→ **Instruction**
Output every record word for word.

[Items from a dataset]
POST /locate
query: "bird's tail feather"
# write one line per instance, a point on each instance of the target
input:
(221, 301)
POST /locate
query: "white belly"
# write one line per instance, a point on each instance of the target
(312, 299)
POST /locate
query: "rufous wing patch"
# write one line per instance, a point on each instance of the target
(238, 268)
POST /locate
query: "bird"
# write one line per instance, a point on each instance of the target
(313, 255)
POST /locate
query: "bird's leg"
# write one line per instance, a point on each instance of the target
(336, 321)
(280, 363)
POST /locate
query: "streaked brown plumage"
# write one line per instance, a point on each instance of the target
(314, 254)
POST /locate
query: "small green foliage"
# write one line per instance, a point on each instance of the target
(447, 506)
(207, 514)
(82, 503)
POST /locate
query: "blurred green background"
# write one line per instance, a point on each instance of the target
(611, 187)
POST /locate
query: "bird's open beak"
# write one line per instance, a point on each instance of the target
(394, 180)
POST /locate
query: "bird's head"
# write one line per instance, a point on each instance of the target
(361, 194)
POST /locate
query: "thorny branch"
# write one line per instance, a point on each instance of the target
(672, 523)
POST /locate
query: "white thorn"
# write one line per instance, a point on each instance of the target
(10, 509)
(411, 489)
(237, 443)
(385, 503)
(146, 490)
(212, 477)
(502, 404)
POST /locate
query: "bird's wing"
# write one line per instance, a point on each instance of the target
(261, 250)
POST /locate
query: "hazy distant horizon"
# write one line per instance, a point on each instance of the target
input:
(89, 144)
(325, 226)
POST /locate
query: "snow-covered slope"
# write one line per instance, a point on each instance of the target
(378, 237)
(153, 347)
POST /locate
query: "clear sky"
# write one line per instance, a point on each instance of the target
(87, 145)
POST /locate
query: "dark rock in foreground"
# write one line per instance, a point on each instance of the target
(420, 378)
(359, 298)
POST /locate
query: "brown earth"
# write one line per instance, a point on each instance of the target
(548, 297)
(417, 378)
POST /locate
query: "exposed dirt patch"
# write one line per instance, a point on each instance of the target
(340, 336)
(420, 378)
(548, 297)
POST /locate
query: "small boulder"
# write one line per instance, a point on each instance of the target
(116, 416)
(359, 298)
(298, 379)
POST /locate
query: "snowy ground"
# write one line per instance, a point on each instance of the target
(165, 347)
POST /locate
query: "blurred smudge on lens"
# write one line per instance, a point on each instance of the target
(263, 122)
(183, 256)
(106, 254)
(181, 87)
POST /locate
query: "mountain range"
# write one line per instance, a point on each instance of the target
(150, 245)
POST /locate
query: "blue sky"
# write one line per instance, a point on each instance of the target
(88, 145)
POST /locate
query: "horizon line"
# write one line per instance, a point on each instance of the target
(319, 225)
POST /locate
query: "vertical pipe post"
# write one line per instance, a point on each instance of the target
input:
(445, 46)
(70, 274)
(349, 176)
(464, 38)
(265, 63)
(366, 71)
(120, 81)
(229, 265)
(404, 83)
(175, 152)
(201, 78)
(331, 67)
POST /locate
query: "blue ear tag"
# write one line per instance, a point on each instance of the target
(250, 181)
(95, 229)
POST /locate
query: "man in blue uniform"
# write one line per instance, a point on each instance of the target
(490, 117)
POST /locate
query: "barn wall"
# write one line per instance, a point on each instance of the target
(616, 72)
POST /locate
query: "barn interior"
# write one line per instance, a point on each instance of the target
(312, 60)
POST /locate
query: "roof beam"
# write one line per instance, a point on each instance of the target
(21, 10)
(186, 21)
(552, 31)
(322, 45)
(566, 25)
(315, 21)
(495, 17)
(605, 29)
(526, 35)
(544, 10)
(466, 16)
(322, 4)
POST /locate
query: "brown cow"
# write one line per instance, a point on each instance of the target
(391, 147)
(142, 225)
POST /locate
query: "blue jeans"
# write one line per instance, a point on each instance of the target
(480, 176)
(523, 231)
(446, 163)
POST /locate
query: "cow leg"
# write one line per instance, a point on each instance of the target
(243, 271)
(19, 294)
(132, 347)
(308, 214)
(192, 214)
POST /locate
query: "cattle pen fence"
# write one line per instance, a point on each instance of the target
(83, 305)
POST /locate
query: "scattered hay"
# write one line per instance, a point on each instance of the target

→ **Solved exercise**
POST /locate
query: "bird's tail feather"
# write one line per instance, a point on each instance of the target
input:
(221, 301)
POST /locate
query: "white belly"
# write one line per instance, a point on each instance of the target
(312, 299)
POST /locate
query: "rufous wing patch"
# write one line per instance, a point on each instance of the target
(238, 268)
POST /locate
query: "bird"
# write one line per instance, a point on each instance of the target
(313, 255)
POST /locate
query: "bird's leg"
# write one line per instance, a point on each instance of the target
(336, 321)
(280, 363)
POST /locate
query: "streaked brown plumage"
# write one line per instance, a point on each instance of the target
(314, 254)
POST /locate
query: "small green foliage"
# write one line per instance, a point on each instance of the target
(447, 506)
(207, 514)
(82, 503)
POST /locate
query: "blurred green background"
# write one line per instance, a point on each instance of the target
(611, 187)
POST /locate
query: "bird's open beak"
# write one line per instance, a point on each instance of the target
(394, 180)
POST /locate
query: "bird's head"
# write one line per instance, a point on each instance of the target
(361, 194)
POST /locate
query: "thorny branch"
# write one line per instance, a point on each instance of the target
(672, 523)
POST /locate
query: "white thorn"
# write one line per instance, a point on each instance of the target
(10, 509)
(411, 489)
(237, 443)
(385, 503)
(146, 490)
(212, 477)
(502, 404)
POST /locate
query: "bird's wing"
# write one line per instance, a point on each instance of the target
(261, 250)
POST /locate
query: "hazy distant horizon"
# write one line per instance, a point on each instance of the target
input:
(89, 144)
(325, 226)
POST /locate
query: "snow-covered slope"
# write one line per instance, a point on each instance of the target
(378, 237)
(153, 347)
POST /locate
query: "clear sky"
# write one line per instance, a point on each instance of the target
(87, 145)
POST /locate
query: "dark rock in foreground"
# write one line per instance, a point on each instance of the target
(420, 378)
(359, 298)
POST /locate
query: "brown earth"
# write one line per instance, a point on each instance of the target
(548, 297)
(417, 378)
POST /locate
query: "exposed dirt patch"
# write one line per instance, a point on each instance of the target
(340, 336)
(420, 378)
(548, 297)
POST /locate
query: "small boulder"
# write one line per instance, a point on each instance of the target
(116, 416)
(359, 298)
(298, 379)
POST /locate
query: "snowy ground"
# write one line per instance, a point on each instance of the target
(165, 347)
POST /locate
query: "blurred smudge on lens"
# write one line per instance, a point on each instance of the target
(263, 122)
(183, 256)
(106, 254)
(181, 87)
POST /locate
query: "mountain range"
# write one line per instance, a point on each instance of the target
(150, 245)
POST /locate
query: "blue sky"
# write one line per instance, a point on each instance of the target
(88, 145)
POST /locate
query: "horizon line"
# write one line per instance, a point on each instance of the target
(319, 225)
POST /locate
query: "vertical pipe post"
# write one line per instance, a point on each instance of the target
input:
(445, 46)
(70, 274)
(349, 176)
(464, 38)
(265, 63)
(366, 71)
(120, 81)
(229, 265)
(404, 83)
(175, 152)
(201, 78)
(331, 67)
POST /locate
query: "blue ear tag"
# write one line per instance, a point on each instance of the target
(250, 181)
(95, 229)
POST /locate
query: "man in blue uniform"
# write one line per instance, a point on each instance of the target
(490, 117)
POST /locate
query: "barn wall"
# write one line per instance, a point on each instance of the target
(616, 72)
POST /locate
query: "barn interior"
# write one line per instance, a point on each instance of the target
(312, 60)
POST /locate
query: "roof beam"
# write one line per instance, a point on each instance of the target
(21, 10)
(186, 21)
(552, 31)
(322, 45)
(566, 25)
(315, 21)
(495, 17)
(605, 29)
(526, 35)
(544, 10)
(466, 16)
(322, 4)
POST /locate
query: "brown cow"
# write one line per instance, a point on each instance of the target
(391, 147)
(142, 225)
POST /locate
query: "blue jeans"
# write one line per instance, a point on each instance of the target
(480, 176)
(523, 231)
(446, 163)
POST /locate
query: "cow leg"
# write one line per instance, a point on each instance of the target
(243, 271)
(19, 294)
(132, 347)
(308, 214)
(192, 214)
POST /locate
query: "cattle pen fence"
# write one line per instance, a point on each instance of the target
(83, 305)
POST /locate
query: "scattered hay"
# write one line per instance, a point on each instance of the target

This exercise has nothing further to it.